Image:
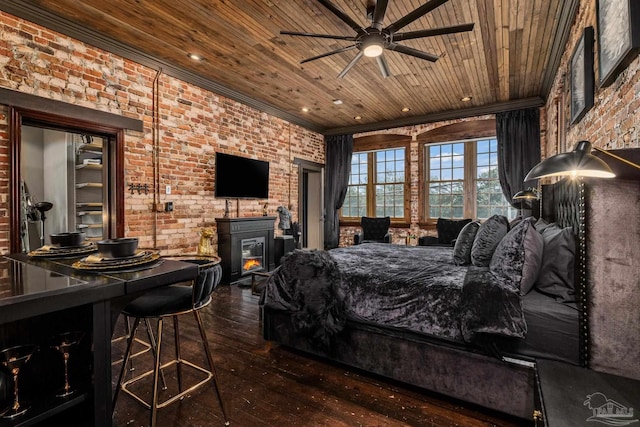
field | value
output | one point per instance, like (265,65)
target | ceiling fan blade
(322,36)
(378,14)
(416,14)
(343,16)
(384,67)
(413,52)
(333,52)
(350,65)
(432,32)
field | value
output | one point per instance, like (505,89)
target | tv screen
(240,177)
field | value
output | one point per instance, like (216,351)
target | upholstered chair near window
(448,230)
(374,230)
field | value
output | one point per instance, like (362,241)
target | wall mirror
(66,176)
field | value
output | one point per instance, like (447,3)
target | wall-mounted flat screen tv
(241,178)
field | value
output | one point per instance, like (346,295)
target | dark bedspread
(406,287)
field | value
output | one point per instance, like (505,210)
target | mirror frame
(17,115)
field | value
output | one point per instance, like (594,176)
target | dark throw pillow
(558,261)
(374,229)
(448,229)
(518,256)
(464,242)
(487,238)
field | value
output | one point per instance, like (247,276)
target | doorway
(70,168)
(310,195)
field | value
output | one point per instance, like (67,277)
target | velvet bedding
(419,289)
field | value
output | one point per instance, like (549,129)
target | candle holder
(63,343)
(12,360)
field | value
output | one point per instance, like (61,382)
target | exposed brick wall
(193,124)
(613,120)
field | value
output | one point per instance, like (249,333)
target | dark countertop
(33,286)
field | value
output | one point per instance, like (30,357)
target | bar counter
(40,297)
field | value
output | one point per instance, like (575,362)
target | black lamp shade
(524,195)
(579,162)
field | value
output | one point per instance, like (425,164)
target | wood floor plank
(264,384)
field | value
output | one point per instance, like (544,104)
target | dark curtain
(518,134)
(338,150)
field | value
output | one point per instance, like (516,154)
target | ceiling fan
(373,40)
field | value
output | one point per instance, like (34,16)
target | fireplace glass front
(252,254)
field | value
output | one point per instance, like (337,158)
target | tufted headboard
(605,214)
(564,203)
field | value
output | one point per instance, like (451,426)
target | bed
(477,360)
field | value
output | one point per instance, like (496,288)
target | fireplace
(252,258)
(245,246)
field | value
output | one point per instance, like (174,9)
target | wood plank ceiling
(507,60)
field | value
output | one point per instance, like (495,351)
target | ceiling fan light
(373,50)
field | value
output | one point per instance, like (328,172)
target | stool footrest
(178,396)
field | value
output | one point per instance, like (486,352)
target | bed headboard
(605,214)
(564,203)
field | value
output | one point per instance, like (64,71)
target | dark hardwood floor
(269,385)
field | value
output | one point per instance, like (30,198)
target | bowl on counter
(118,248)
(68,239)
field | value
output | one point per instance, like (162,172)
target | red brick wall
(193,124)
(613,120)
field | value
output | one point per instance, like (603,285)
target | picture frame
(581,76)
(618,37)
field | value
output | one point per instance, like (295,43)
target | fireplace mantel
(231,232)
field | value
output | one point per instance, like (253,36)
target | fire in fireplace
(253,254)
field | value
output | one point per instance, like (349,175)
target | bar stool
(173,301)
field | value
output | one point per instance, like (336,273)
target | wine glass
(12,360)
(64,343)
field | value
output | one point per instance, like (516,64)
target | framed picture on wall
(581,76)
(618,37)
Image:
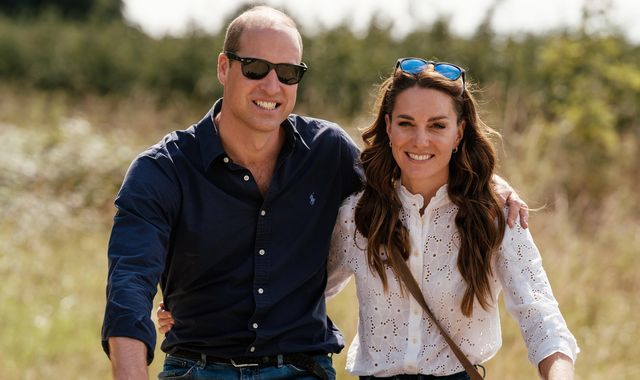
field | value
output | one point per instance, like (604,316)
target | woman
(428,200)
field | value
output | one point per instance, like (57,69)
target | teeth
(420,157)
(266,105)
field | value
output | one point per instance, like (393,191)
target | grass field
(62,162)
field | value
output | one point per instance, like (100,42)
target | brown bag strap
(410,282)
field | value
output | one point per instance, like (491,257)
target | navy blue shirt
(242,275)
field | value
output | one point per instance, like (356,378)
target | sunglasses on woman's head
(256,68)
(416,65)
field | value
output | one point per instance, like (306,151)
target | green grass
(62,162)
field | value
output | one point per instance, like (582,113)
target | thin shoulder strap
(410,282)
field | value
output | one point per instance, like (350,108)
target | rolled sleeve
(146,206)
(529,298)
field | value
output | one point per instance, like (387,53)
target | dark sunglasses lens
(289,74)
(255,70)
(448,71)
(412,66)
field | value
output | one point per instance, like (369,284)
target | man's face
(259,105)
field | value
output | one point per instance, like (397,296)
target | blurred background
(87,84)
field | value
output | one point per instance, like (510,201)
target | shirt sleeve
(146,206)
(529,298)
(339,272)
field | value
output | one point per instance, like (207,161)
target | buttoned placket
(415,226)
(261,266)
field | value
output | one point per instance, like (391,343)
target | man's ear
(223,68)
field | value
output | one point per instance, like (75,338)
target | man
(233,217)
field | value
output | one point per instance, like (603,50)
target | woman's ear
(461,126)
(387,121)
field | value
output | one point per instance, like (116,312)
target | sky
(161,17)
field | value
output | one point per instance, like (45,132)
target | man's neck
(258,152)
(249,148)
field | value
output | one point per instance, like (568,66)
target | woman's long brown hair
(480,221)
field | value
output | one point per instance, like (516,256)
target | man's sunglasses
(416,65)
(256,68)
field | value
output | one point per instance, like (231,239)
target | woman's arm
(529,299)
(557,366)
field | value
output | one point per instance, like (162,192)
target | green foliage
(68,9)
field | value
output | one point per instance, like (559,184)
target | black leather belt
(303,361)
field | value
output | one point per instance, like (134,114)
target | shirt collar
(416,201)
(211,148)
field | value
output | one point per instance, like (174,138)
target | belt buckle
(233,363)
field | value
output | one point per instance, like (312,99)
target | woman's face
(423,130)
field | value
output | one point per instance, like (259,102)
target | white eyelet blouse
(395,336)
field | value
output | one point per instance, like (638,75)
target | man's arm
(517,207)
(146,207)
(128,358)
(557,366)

################

● Exercise objective:
Copy every line above word for word and exclude the pictures.

● Result for this task:
Image:
field | value
output | one point per instance, like (265,65)
target | ceiling fan blade
(322,36)
(378,14)
(416,14)
(343,16)
(384,67)
(413,52)
(333,52)
(350,65)
(432,32)
field | value
output | one point per instance, like (505,89)
target | tv screen
(240,177)
field | value
output | one point per instance, like (216,351)
target | upholstered chair near window
(448,230)
(374,230)
field | value
output | one point per instance, like (362,241)
target | wall mirror
(66,176)
field | value
output | one point per instance, like (447,3)
target | wall-mounted flat screen tv
(241,178)
field | value
output | one point per instance, like (346,295)
target | dark bedspread
(406,287)
field | value
output | one point per instance, like (505,210)
target | mirror frame
(17,115)
field | value
output | one point per instance, like (594,176)
target | dark throw pillow
(558,261)
(374,229)
(448,229)
(518,256)
(464,242)
(487,238)
field | value
output | one point per instance, like (247,276)
target | doorway
(70,168)
(310,195)
field | value
output | one point per instance, like (67,277)
target | velvet bedding
(419,289)
field | value
output | one point per instance, like (549,129)
target | candle holder
(63,343)
(12,360)
field | value
output | one point per instance, like (61,382)
target | exposed brick wall
(193,124)
(613,120)
field | value
output | one point per instance, like (249,333)
target | dark countertop
(33,286)
field | value
output | one point per instance, like (30,357)
target | bar counter
(40,297)
field | value
output | one point per instance, like (575,362)
target | black lamp shade
(524,195)
(579,162)
field | value
output | one point per instance, like (425,164)
target | wood floor plank
(264,384)
field | value
output | one point per instance, like (544,104)
target | dark curtain
(518,134)
(338,150)
field | value
output | one point per instance, like (516,154)
target | ceiling fan
(373,40)
field | value
output | one point per instance, like (34,16)
target | fireplace glass front
(252,254)
field | value
output | one point per instance, like (337,158)
target | tufted headboard
(605,214)
(564,203)
field | value
output | one point per instance, like (451,426)
target | bed
(477,360)
field | value
output | one point per instance, like (496,288)
target | fireplace
(252,258)
(245,246)
field | value
output | one point per instance, like (174,9)
target | wood plank ceiling
(507,60)
field | value
output | one point per instance, like (495,351)
target | ceiling fan light
(373,50)
field | value
output | one point per instance, like (328,172)
target | stool footrest
(178,396)
field | value
output | one point per instance, like (486,352)
target | bed headboard
(605,214)
(564,203)
field | value
output | one point per instance, like (64,71)
target | dark hardwood floor
(269,385)
field | value
output | one point per instance, like (30,198)
target | bowl on counter
(118,248)
(68,239)
field | value
output | one point per instance, like (162,172)
target | red brick wall
(193,124)
(613,120)
field | value
output | one point per instance, like (603,285)
target | picture frame
(581,76)
(618,37)
field | value
output | one point per instance, like (295,43)
target | fireplace mantel
(231,232)
field | value
output | one point per instance, like (253,36)
target | fire in fireplace
(253,254)
field | value
output | one point per instance, like (349,175)
target | bar stool
(173,301)
field | value
output | one point per instance, like (336,273)
target | wine glass
(12,360)
(64,343)
field | value
output | one point per instance, like (516,64)
target | framed picture on wall
(581,76)
(618,37)
Image:
field | value
output | one point per instance, like (604,316)
target | woman
(428,200)
field | value
output | one point per instance, like (57,69)
target | teeth
(420,157)
(266,105)
field | value
output | one point per instance, like (393,191)
target | grass field
(62,162)
field | value
output | one point per instance, like (100,42)
target | brown bag strap
(410,282)
field | value
output | one point per instance, like (491,257)
target | navy blue shirt
(242,275)
field | value
output | one point per instance, like (356,378)
target | sunglasses on woman's head
(256,68)
(416,65)
field | value
output | one point per instance, like (306,151)
target | green grass
(62,162)
field | value
output | one point per instance, like (582,113)
target | thin shoulder strap
(410,282)
field | value
output | one point per instance, like (350,108)
target | rolled sleeve
(146,206)
(529,298)
field | value
output | one point per instance, like (387,53)
target | dark sunglasses lens
(289,74)
(255,70)
(448,71)
(412,66)
field | value
output | one point per instance, like (369,284)
target | man's face
(259,105)
field | value
output | one point per instance, like (397,296)
target | blurred background
(87,84)
field | value
output | one point per instance, like (510,201)
target | shirt sleeve
(146,206)
(529,298)
(339,272)
field | value
output | one point per instance, like (207,161)
target | buttoned placket
(415,226)
(261,266)
field | value
output | one point per instance, like (391,343)
target | man's ear
(223,68)
field | value
output | one point per instance, like (75,338)
target | man
(233,217)
field | value
output | one point per instance, like (603,50)
target | woman's ear
(461,126)
(387,121)
field | value
output | one point per instance, like (116,312)
target | sky
(161,17)
field | value
output | one point per instance, like (45,132)
target | man's neck
(258,152)
(249,148)
field | value
output | one point per instance, like (568,66)
target | woman's long brown hair
(480,221)
field | value
output | one point per instance, like (516,256)
target | man's sunglasses
(416,65)
(256,68)
field | value
output | one point per instance, like (231,239)
target | woman's arm
(529,299)
(557,366)
field | value
output | one point per instance, like (162,192)
target | green foliage
(68,9)
field | value
output | one point per instance, like (559,184)
target | black leather belt
(303,361)
field | value
output | one point per instance, like (134,114)
target | shirt collar
(416,201)
(211,148)
field | value
output | one point per instance, like (174,138)
target | belt buckle
(233,363)
field | value
output | one point per instance, like (312,99)
target | woman's face
(423,130)
field | value
output | one point per instance, like (259,102)
target | white eyelet blouse
(395,336)
field | value
output | one point per instance, like (638,75)
target | man's arm
(517,207)
(146,207)
(128,358)
(557,366)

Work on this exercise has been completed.